Write each line exactly, from the line that holds "[mark] region of dark hair" through the final line of the material, and no other line.
START Material
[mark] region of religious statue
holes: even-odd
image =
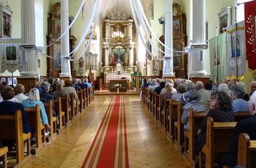
[[[127,52],[124,54],[124,66],[129,66],[129,54]]]
[[[115,58],[115,55],[114,55],[113,54],[111,54],[109,55],[109,59],[110,59],[109,66],[114,66],[114,65],[115,64],[114,58]]]
[[[80,58],[79,59],[79,69],[83,69],[84,68],[84,60],[82,58]]]
[[[155,59],[153,60],[153,70],[158,70],[158,61],[157,57],[155,57]]]

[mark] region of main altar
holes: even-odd
[[[134,21],[131,16],[111,12],[105,17],[102,42],[102,60],[104,66],[104,84],[111,86],[119,82],[127,82],[127,87],[133,85],[133,75],[136,65],[134,64]],[[119,82],[120,80],[120,82]],[[125,89],[124,88],[124,91]]]

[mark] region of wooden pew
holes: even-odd
[[[84,106],[84,96],[83,96],[83,93],[84,92],[81,90],[80,91],[77,91],[77,96],[78,98],[80,100],[80,109],[81,111],[81,113],[83,109],[85,109],[85,106]]]
[[[53,116],[52,100],[50,100],[48,103],[44,103],[44,106],[51,126],[50,137],[52,138],[57,133],[57,118]]]
[[[58,116],[57,122],[59,124],[57,124],[57,128],[59,130],[57,130],[57,133],[58,133],[59,131],[63,130],[65,126],[65,112],[62,110],[61,97],[58,97],[54,100],[54,106],[55,113],[56,116]]]
[[[74,98],[74,95],[73,93],[69,93],[70,97],[70,105],[71,105],[71,119],[73,120],[76,118],[76,112],[77,110],[77,104],[76,101]]]
[[[184,131],[184,154],[192,166],[195,166],[195,135],[199,129],[200,124],[205,117],[207,112],[194,112],[189,111],[189,129]]]
[[[65,124],[68,126],[71,124],[71,108],[69,106],[69,100],[67,96],[61,96],[61,110],[65,113]]]
[[[144,94],[143,94],[143,105],[147,105],[147,88],[144,87]]]
[[[166,128],[167,128],[167,118],[165,116],[165,111],[167,108],[169,107],[170,105],[170,98],[168,97],[165,97],[164,101],[162,102],[163,106],[162,108],[162,111],[161,111],[161,117],[162,117],[162,121],[161,121],[161,127],[162,129],[164,130],[164,131],[166,131]]]
[[[242,119],[251,117],[252,114],[250,113],[250,111],[235,112],[234,113],[234,116],[235,117],[235,121],[239,121]]]
[[[180,102],[172,103],[172,110],[177,112],[177,121],[174,122],[174,144],[180,151],[183,152],[184,146],[183,124],[181,123],[181,116],[183,113],[183,108]],[[174,112],[175,113],[175,112]]]
[[[0,147],[0,157],[2,160],[2,168],[7,168],[7,152],[8,147],[7,146]]]
[[[152,116],[154,116],[154,103],[155,103],[154,95],[154,90],[152,90],[150,93],[150,114]]]
[[[0,115],[0,139],[14,140],[16,144],[16,162],[20,163],[25,159],[24,143],[27,143],[27,156],[30,156],[30,133],[23,133],[21,112],[17,110],[15,114]]]
[[[177,109],[179,105],[179,109]],[[167,134],[172,140],[174,140],[174,122],[177,121],[177,110],[180,110],[180,103],[172,100],[170,100],[169,103],[169,115],[167,119]]]
[[[160,94],[157,94],[155,93],[155,103],[154,103],[154,118],[156,121],[159,119],[159,116],[158,115],[158,108],[159,107],[159,98],[160,98]]]
[[[163,103],[162,103],[162,95],[161,94],[159,95],[159,100],[158,100],[158,103],[159,105],[159,106],[157,108],[157,114],[158,116],[158,121],[157,121],[157,124],[159,124],[160,126],[161,126],[162,123],[162,110],[163,108]]]
[[[250,140],[247,134],[239,135],[237,165],[247,168],[256,166],[256,140]]]
[[[203,167],[203,154],[205,155],[207,168],[214,167],[214,159],[219,154],[229,152],[230,139],[235,131],[236,122],[214,122],[212,117],[207,118],[206,144],[199,154],[199,166]]]
[[[40,106],[36,105],[34,108],[25,108],[25,111],[29,116],[29,124],[36,130],[36,143],[37,150],[42,147],[42,142],[46,142],[46,129],[40,120]]]

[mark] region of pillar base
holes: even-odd
[[[26,77],[34,77],[38,75],[38,73],[36,71],[31,70],[31,71],[21,71],[20,72],[21,75],[26,76]]]
[[[189,79],[195,83],[197,81],[202,81],[204,83],[204,85],[205,85],[206,82],[209,82],[210,78],[210,76],[208,75],[192,75]]]
[[[174,82],[175,80],[175,75],[169,75],[169,76],[164,76],[164,79],[172,79]]]
[[[25,87],[25,93],[28,93],[31,88],[34,87],[38,81],[37,77],[21,76],[17,78],[17,83],[22,84]]]

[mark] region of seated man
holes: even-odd
[[[189,130],[189,110],[193,109],[194,112],[209,111],[209,103],[202,101],[202,96],[195,90],[190,90],[183,94],[183,100],[187,103],[183,106],[183,113],[181,123],[184,124],[184,130]]]
[[[249,111],[248,102],[243,100],[245,93],[244,88],[239,85],[234,84],[229,89],[231,98],[233,100],[232,111]]]
[[[256,140],[256,92],[250,96],[249,107],[252,116],[237,123],[229,144],[230,153],[224,156],[220,166],[225,165],[233,167],[237,165],[239,138],[240,133],[246,133],[249,136],[250,140]]]
[[[161,90],[164,88],[165,86],[165,82],[161,82],[160,83],[160,85],[156,87],[154,90],[154,91],[156,92],[157,94],[160,94],[161,92]]]
[[[14,90],[11,87],[5,86],[2,89],[1,95],[4,101],[0,103],[0,115],[14,114],[16,110],[20,110],[22,118],[23,133],[30,133],[29,117],[26,113],[22,105],[10,101],[14,97]]]
[[[185,85],[183,83],[180,83],[178,85],[178,93],[172,95],[171,100],[175,101],[180,101],[182,98],[183,93],[186,92]]]
[[[92,84],[88,82],[88,78],[86,78],[84,80],[84,83],[87,85],[87,88],[91,88],[92,87]]]

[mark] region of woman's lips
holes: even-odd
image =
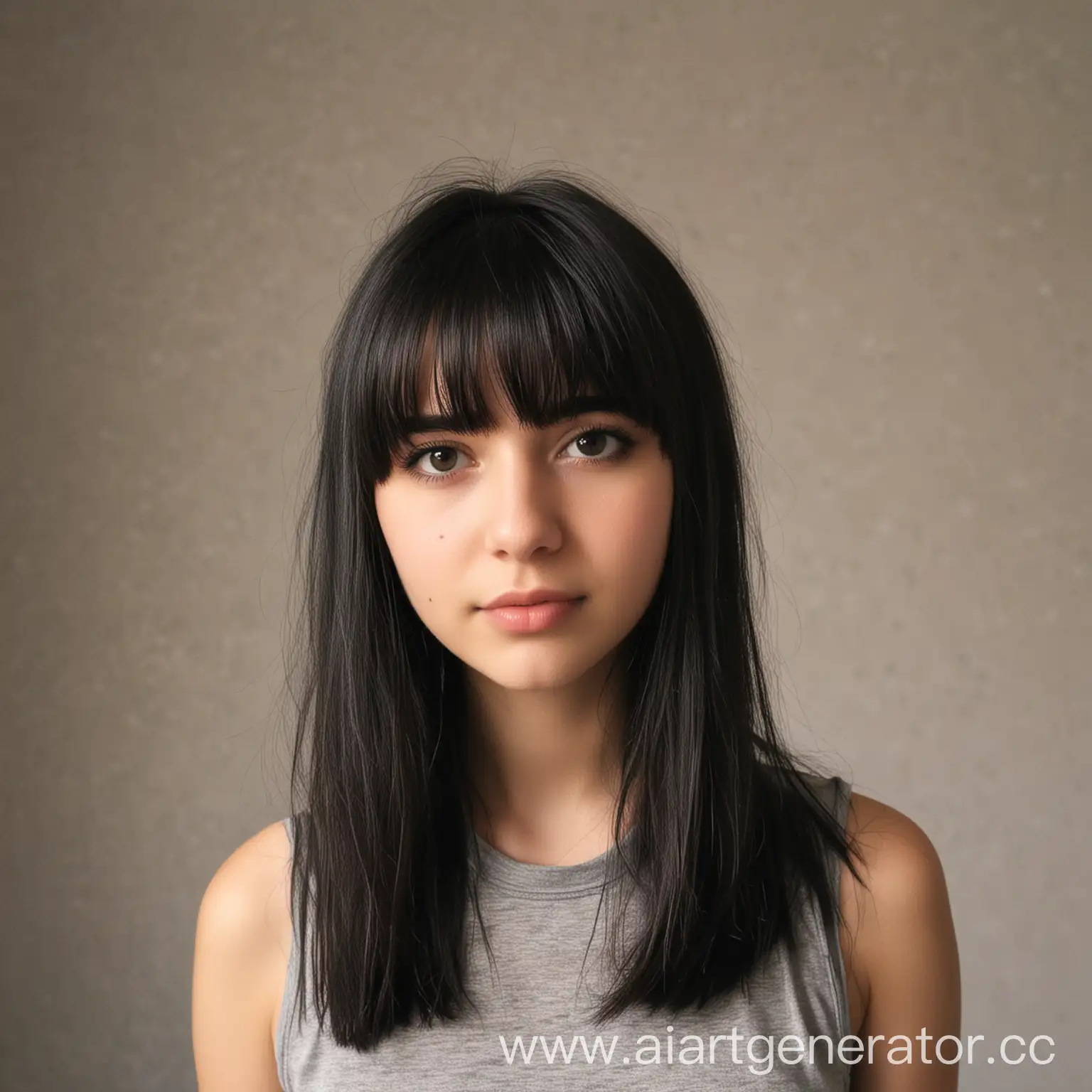
[[[491,622],[509,633],[539,633],[575,613],[584,596],[532,603],[529,606],[487,607],[483,609]]]

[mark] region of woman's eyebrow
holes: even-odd
[[[546,427],[559,425],[561,422],[572,420],[585,413],[625,413],[618,406],[617,400],[602,394],[581,394],[577,399],[561,408],[559,413],[546,422]],[[497,424],[485,428],[460,428],[459,423],[450,414],[417,414],[406,419],[402,427],[402,435],[410,436],[414,432],[454,432],[458,436],[488,436],[497,431]]]

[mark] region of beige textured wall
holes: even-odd
[[[719,300],[785,712],[946,863],[971,1090],[1085,1087],[1092,9],[3,5],[0,1084],[192,1087],[198,902],[285,812],[340,277],[452,155],[562,159]]]

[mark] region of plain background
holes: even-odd
[[[322,343],[451,156],[560,161],[716,300],[792,737],[946,866],[963,1033],[1083,1087],[1092,9],[3,5],[0,1084],[193,1087],[198,904],[286,814]],[[980,1047],[981,1049],[981,1047]]]

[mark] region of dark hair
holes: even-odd
[[[320,1024],[329,1017],[342,1046],[365,1051],[471,1004],[463,673],[411,606],[373,495],[418,413],[426,358],[459,427],[492,424],[489,369],[522,423],[598,394],[651,428],[673,464],[664,569],[619,656],[628,710],[614,831],[632,799],[622,857],[646,913],[596,1019],[744,986],[775,945],[795,948],[807,892],[828,925],[840,919],[829,851],[857,875],[773,713],[753,600],[764,560],[727,353],[698,289],[621,206],[568,170],[507,182],[434,173],[396,211],[327,345],[299,526],[292,888],[294,902],[311,892],[298,904],[305,952],[313,931],[300,1018],[309,973]]]

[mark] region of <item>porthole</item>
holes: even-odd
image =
END Material
### Exercise output
[mark] region of dark hair
holes: even-odd
[[[320,1024],[329,1017],[342,1046],[365,1051],[471,1004],[463,673],[411,606],[373,495],[418,413],[426,358],[459,427],[492,424],[489,369],[522,423],[598,394],[651,428],[673,464],[664,569],[619,656],[628,710],[614,831],[632,799],[622,857],[646,913],[596,1019],[744,986],[775,945],[795,948],[807,892],[828,925],[840,919],[829,851],[857,875],[773,713],[753,600],[764,560],[727,353],[698,289],[621,206],[568,170],[507,182],[434,173],[396,211],[327,345],[299,526],[292,888],[294,902],[311,892],[298,904],[305,952],[313,931],[300,1018],[309,973]]]

[mark] region of <item>porthole</item>
holes: even-odd
image =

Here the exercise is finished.